→ **EXERCISE INSTRUCTIONS**
In the listing below, turn everything from the line containing "label the overhead" through the last line of the listing into a Markdown table with columns No. and Line, one row per line and blank lines left out.

++++ EXTRACTED INFORMATION

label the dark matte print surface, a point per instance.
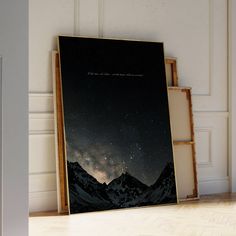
(119, 147)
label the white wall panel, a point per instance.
(40, 103)
(43, 201)
(198, 39)
(41, 153)
(47, 19)
(42, 182)
(212, 151)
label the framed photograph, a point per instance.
(118, 150)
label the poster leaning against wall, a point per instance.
(117, 130)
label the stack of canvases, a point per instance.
(114, 144)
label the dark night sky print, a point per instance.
(115, 108)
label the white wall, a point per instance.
(14, 117)
(193, 31)
(232, 88)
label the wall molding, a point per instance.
(40, 102)
(43, 201)
(209, 162)
(214, 185)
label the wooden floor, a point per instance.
(212, 215)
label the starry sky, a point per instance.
(115, 107)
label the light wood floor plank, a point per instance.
(212, 215)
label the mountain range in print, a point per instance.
(87, 194)
(117, 126)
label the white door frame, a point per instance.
(14, 118)
(232, 92)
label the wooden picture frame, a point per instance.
(171, 71)
(62, 187)
(180, 103)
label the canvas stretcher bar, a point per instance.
(171, 71)
(62, 198)
(180, 103)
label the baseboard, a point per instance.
(212, 186)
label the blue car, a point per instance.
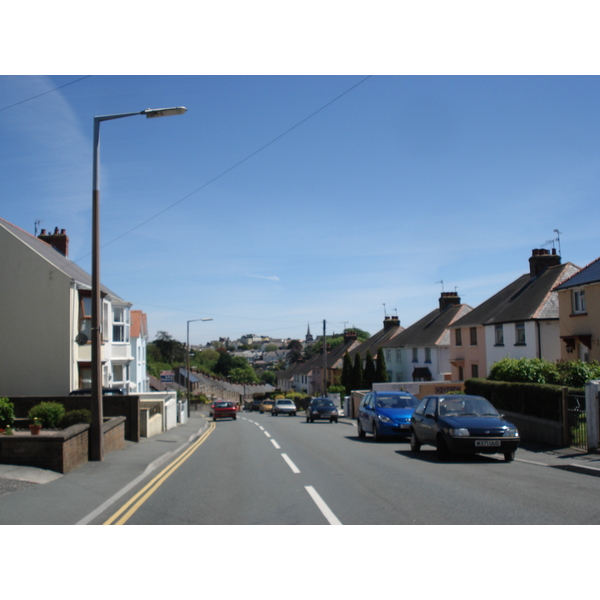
(385, 414)
(462, 424)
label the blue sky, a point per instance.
(277, 202)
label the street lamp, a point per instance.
(96, 441)
(189, 385)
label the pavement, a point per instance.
(30, 496)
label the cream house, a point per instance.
(520, 321)
(579, 307)
(45, 322)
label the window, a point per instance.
(85, 314)
(473, 334)
(120, 324)
(578, 301)
(458, 337)
(499, 333)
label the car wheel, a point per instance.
(376, 436)
(361, 432)
(415, 445)
(442, 449)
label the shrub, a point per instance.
(50, 414)
(7, 413)
(74, 417)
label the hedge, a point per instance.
(531, 399)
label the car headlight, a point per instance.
(461, 432)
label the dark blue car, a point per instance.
(385, 414)
(462, 424)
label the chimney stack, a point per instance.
(448, 299)
(390, 322)
(58, 240)
(350, 336)
(541, 259)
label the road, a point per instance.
(282, 470)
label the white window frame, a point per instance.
(578, 302)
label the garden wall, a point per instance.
(112, 406)
(62, 451)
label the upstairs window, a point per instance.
(85, 314)
(473, 334)
(499, 335)
(578, 302)
(120, 325)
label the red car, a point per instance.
(223, 410)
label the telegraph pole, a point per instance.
(324, 361)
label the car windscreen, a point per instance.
(323, 404)
(392, 401)
(466, 406)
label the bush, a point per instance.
(74, 417)
(7, 413)
(49, 413)
(535, 370)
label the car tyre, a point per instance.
(361, 432)
(442, 450)
(415, 445)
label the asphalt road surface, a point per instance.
(265, 470)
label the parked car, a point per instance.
(112, 391)
(386, 414)
(321, 408)
(283, 407)
(462, 424)
(223, 410)
(265, 405)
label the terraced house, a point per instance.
(520, 321)
(579, 302)
(45, 323)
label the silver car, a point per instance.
(283, 407)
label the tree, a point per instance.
(169, 350)
(295, 351)
(224, 364)
(381, 375)
(370, 374)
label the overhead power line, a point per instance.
(236, 165)
(44, 93)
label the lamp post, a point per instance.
(189, 385)
(96, 441)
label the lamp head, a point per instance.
(151, 113)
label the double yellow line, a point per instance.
(130, 507)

++++++++

→ **RESULT**
| No. | Line |
|---|---|
| 1 | label the overhead power line, a point per instance. |
| 2 | (236, 165) |
| 3 | (44, 93) |
| 4 | label the lamp post, a point per instance. |
| 5 | (189, 385) |
| 6 | (96, 441) |
| 7 | label the lamp head, a point per instance. |
| 8 | (151, 113) |
| 9 | label the double yellow line, a point per instance. |
| 10 | (130, 507) |